• **Deine Aufgabe**
Setze den Text über die Krise der Open VLD fort und schließe direkt an seinen letzten Satz an.

"Die Open VLD steckt in einer tiefen, internen Krise", schreibt L'Echo auf Seite eins. De Morgen wählt drastischere Worte: "Offener Krieg bei der Open VLD", titelt das Blatt. "Die Open VLD steht am Rande der Implosion", so die alarmierte Schlagzeile von La Libre Belgique.
Die flämischen Liberalen Open VLD, also die Partei des Premierministers, leisten sich gerade eine fast beispiellose interne Zerreißprobe. Unmittelbarer Anlass ist die Benennung von Paul Van Tigchelt zum neuen Justizminister. Die Parteispitze hat diese Entscheidung offensichtlich im Alleingang getroffen und sich dabei über eine ganze Reihe von altgedienten Parteimitgliedern hinweggesetzt. Die interne Krise, die zudem in aller Öffentlichkeit ausgetragen wird, kommt für die Open VLD zu einem höchst ungelegenen Zeitpunkt, da die Partei aktuell mit katastrophalen Umfragewerten konfrontiert ist.
Eine Parteiführung ohne Partei
"Gemeinsam Richtung Abgrund", so bringt es Het Nieuwsblad in seinem Leitartikel auf den Punkt. Dabei war die blaue Choreografie nach dem Brüsseler Anschlag gar nicht so schlecht. Nach einer Serie von Pannen trat Justizminister Vincent Van Quickenborne zurück. Ein Minister, der seine politische Verantwortung übernimmt, das ist in diesem Land sehr selten geworden. Es wurde auch schnell ein Nachfolger gefunden, der über unbestrittene Qualitäten verfügt. Doch gibt es bei der Open VLD dann immer noch einen dritten Akt, der da wäre: sich vor allen Augen in den eigenen Fuß zu schießen. Genau das beherrscht die Open VLD wie keine andere Partei. Das Signal ist verheerend. Denn es ist offensichtlich, dass es hier in erster Linie um Pöstchen geht. Und das vergisst der Wähler nicht.

• **Datenblock**
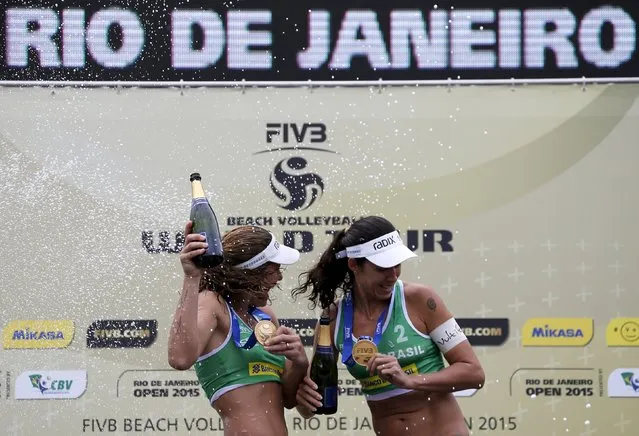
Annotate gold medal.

• **Ergebnis der Übung**
Was wir da gestern gesehen haben, ist absolut beispiellos, findet auch Het Laatste Nieuws. Schon vor zehn Jahren wurde die Open VLD mit der Titanic verglichen. Nun, diese Titanic ist jetzt am Meeresgrund angekommen. Dass sogar Altmeister Patrick Dewael mit 68 Jahren öffentlich in Erwägung zieht, die Fraktion zu verlassen und seine letzten Monate als Unabhängiger in der Kammer zu sitzen, spricht Bände. Die massive Kritik, die viele Open-VLD-Leute gestern geübt haben, lässt nur einen Schluss zu: Die Parteiführung hat keine Partei mehr. Die Liberalen sind von Gott verlassen.
Das gestrige Schauspiel, bei dem sämtliche Konflikte auf offener Straße, vor laufenden Kameras ausgetragen wurden, hat etwas schrecklich Trauriges, meint De Tijd. Die ganze Welt wurde Zeugin einer regelrechten Selbstzerfleischung. Schon seit einiger Zeit hört man immer wieder die Analyse, dass die Open VLD im Grunde nichts anderes mehr ist als ein Premierminister ohne Partei. Diese Feststellung stimmt mehr denn je. Um Alexander De Croo wird es immer einsamer.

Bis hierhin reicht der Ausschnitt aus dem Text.